Data:
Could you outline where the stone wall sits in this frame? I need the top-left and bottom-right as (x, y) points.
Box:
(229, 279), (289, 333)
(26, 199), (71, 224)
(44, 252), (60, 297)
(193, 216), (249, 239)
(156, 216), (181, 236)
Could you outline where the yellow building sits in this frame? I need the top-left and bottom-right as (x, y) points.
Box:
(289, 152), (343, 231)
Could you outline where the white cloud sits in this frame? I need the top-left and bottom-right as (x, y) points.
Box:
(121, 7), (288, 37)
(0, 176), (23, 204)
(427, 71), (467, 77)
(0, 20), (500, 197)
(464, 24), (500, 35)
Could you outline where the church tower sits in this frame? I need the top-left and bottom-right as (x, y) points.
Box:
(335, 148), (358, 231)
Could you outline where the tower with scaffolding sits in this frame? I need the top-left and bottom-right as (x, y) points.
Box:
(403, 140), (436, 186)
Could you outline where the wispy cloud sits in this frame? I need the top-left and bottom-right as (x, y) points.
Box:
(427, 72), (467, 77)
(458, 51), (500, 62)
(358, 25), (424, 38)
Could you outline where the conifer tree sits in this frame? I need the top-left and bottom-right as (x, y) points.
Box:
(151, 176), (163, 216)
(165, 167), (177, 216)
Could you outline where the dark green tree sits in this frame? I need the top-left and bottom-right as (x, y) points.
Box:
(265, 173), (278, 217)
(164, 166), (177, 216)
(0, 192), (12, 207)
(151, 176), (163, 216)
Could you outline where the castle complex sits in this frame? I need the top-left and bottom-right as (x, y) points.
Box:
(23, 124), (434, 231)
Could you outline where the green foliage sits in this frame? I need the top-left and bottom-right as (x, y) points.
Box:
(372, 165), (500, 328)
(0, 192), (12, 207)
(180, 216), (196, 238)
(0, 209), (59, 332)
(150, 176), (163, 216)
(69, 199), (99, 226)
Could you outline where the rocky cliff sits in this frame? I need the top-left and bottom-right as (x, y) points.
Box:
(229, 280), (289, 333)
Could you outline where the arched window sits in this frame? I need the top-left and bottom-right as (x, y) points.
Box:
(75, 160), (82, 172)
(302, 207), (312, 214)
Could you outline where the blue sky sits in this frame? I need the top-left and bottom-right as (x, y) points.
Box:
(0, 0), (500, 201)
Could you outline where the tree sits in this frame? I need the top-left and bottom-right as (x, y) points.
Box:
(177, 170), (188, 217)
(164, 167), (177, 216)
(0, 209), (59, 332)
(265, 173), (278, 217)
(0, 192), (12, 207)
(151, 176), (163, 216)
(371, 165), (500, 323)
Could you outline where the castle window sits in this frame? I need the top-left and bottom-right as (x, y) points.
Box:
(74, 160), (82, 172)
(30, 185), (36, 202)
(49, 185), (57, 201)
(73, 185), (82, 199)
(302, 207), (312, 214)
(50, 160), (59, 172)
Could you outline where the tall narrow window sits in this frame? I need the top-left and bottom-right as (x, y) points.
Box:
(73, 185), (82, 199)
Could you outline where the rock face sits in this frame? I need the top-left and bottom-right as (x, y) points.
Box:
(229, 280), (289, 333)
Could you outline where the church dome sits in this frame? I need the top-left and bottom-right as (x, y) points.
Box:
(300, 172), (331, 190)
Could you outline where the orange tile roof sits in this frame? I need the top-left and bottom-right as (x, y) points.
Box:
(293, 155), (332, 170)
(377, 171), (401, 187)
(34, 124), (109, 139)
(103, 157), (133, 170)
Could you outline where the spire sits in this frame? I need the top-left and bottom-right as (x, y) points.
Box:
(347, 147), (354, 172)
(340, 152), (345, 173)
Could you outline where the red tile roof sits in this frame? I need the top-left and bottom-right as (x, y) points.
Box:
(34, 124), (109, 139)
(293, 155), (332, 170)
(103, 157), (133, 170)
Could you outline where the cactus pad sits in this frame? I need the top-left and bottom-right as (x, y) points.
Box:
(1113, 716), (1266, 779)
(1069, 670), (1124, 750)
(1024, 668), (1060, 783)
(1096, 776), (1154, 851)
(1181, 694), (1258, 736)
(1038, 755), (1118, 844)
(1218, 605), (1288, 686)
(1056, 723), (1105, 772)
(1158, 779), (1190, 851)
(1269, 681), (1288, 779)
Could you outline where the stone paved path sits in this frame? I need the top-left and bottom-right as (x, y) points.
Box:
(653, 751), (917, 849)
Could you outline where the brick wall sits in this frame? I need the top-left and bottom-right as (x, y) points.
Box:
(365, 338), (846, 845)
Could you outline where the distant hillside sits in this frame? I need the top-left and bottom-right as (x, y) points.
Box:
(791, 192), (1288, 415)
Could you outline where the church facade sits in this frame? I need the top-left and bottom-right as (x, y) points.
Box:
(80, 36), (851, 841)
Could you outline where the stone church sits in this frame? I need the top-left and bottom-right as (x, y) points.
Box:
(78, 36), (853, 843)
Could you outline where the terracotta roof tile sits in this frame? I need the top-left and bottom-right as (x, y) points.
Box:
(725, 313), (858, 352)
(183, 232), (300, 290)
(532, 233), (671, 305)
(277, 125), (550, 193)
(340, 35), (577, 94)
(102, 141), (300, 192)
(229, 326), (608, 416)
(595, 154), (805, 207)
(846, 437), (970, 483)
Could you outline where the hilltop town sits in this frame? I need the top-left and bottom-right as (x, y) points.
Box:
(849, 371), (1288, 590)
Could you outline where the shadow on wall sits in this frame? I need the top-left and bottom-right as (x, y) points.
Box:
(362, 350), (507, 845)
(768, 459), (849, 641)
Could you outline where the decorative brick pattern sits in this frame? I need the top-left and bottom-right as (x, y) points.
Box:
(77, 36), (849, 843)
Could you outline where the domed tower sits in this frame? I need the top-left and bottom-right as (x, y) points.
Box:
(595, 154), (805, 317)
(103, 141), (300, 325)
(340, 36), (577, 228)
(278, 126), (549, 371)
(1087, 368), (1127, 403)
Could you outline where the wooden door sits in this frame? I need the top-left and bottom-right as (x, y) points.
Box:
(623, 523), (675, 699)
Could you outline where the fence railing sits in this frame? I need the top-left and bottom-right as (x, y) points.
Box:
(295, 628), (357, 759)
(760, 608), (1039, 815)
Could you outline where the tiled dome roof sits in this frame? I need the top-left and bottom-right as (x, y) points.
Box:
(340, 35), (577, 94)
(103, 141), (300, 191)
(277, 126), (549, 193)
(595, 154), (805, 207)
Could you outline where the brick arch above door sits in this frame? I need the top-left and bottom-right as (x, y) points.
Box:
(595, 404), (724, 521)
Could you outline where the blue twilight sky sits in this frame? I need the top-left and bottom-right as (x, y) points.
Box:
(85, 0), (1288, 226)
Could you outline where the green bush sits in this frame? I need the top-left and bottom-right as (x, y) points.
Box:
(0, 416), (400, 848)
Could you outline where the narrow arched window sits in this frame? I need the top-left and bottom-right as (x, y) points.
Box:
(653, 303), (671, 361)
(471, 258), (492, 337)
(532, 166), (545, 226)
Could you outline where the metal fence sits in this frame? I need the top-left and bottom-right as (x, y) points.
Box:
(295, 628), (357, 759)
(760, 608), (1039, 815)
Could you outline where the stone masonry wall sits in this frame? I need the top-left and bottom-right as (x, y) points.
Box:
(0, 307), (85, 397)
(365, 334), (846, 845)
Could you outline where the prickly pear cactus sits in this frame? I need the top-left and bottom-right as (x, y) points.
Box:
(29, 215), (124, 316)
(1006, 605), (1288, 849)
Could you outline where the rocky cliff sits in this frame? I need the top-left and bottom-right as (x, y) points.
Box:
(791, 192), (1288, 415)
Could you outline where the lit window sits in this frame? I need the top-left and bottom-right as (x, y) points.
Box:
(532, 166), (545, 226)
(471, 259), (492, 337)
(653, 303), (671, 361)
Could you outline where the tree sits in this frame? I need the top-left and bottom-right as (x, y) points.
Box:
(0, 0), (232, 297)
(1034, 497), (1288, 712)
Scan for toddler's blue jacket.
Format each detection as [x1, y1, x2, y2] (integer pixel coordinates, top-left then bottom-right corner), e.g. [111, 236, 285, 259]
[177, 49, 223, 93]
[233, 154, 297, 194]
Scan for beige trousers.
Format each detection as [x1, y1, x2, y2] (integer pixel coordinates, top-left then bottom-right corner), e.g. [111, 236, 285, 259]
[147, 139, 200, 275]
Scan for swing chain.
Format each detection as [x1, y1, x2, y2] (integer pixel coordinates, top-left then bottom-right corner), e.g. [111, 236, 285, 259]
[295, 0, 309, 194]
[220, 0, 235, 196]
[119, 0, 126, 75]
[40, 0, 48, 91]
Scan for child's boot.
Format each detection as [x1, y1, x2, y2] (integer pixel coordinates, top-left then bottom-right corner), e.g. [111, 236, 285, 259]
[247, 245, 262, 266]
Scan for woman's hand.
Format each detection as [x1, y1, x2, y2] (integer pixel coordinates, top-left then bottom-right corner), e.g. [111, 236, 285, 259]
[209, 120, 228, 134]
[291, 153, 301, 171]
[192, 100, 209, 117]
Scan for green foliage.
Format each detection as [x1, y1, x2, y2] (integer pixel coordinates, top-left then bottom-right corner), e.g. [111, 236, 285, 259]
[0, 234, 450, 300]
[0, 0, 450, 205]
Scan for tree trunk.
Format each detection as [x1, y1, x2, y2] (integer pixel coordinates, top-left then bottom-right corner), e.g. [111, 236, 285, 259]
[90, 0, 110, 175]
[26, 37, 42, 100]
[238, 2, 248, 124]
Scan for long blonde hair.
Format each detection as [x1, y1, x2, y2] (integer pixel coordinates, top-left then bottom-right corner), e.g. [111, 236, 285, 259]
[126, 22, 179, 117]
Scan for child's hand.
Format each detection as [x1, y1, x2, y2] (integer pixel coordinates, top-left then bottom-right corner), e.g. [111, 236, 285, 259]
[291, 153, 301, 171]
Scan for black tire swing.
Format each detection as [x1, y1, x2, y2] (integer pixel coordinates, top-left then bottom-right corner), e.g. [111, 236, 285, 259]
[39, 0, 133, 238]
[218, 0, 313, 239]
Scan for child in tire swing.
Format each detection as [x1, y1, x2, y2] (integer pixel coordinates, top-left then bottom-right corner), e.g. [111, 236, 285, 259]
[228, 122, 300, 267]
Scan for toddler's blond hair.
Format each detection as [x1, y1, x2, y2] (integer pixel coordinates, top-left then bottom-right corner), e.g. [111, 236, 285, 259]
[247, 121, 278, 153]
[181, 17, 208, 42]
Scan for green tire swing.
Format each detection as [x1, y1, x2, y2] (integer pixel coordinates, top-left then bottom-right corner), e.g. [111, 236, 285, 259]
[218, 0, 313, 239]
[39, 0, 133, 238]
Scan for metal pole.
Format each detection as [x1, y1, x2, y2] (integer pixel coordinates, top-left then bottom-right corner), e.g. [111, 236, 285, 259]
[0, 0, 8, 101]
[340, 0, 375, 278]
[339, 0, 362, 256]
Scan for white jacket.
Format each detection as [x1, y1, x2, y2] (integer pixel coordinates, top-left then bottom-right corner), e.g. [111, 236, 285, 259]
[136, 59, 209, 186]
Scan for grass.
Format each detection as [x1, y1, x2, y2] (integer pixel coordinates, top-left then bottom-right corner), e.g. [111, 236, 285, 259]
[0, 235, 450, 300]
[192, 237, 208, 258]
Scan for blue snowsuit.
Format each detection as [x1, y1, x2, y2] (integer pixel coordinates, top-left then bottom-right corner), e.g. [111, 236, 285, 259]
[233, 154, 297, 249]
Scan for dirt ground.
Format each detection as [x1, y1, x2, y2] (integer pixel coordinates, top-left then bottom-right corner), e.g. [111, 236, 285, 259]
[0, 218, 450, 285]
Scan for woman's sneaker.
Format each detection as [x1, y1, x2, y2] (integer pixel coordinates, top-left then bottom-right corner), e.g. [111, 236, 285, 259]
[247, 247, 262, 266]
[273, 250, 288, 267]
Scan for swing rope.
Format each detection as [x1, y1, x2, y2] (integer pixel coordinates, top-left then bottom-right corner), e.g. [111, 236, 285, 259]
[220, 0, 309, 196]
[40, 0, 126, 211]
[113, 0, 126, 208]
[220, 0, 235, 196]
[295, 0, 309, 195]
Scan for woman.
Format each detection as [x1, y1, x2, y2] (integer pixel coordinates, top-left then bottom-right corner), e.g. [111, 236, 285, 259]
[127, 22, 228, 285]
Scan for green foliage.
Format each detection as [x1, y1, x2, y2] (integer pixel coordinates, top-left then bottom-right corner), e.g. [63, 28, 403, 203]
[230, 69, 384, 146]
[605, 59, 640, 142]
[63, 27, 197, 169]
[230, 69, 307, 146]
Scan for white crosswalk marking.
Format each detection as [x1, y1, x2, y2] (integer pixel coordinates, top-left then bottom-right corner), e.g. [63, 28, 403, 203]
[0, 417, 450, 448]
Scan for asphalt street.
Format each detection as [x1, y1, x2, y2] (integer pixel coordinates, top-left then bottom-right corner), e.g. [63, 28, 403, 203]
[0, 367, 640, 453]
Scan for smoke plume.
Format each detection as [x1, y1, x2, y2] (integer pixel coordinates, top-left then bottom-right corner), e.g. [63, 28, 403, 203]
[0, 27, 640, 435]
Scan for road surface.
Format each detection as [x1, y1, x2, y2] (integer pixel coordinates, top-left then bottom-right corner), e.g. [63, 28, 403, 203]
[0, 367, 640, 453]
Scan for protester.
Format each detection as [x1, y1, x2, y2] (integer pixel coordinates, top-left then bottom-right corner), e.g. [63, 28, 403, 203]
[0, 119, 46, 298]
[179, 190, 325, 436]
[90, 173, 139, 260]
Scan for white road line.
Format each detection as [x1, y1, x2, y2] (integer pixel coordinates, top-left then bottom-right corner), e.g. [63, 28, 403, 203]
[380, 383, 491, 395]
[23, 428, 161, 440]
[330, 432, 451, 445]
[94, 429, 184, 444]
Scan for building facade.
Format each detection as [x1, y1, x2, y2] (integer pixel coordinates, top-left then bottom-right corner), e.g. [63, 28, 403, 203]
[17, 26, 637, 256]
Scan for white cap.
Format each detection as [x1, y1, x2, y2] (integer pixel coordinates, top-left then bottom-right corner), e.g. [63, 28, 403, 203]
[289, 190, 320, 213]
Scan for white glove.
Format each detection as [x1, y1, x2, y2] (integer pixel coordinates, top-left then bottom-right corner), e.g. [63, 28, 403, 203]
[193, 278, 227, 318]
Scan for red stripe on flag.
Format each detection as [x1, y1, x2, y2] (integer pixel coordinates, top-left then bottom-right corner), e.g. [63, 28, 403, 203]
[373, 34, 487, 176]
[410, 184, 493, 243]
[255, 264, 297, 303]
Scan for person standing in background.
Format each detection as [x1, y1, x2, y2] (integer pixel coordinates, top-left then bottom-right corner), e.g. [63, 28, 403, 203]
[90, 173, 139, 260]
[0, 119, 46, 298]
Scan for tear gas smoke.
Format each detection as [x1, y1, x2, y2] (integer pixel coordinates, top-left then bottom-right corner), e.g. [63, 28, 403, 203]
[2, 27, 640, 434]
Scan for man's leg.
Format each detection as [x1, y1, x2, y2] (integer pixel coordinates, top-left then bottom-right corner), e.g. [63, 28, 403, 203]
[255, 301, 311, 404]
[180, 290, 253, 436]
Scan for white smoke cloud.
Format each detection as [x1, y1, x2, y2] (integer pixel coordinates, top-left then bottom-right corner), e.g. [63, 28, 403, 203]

Given task: From the first line of the entries through the line containing "(289, 152), (343, 231)", give each line as a row of a Markdown table with columns Row and Entry Line, numbering the rows and leaving out blank lines.

In response:
| Row | Entry Line |
|---|---|
| 1 | Could you outline where the stone wall sits in this frame? I need the top-left and bottom-right as (x, y) points. |
| 2 | Box: |
| 3 | (229, 279), (289, 333) |
| 4 | (26, 199), (71, 224) |
| 5 | (44, 252), (60, 297) |
| 6 | (193, 216), (249, 239) |
| 7 | (156, 216), (181, 236) |
| 8 | Could you outline where the yellow building sits in this frame? I need the top-left and bottom-right as (x, y) points. |
| 9 | Box: |
| 10 | (289, 152), (343, 231) |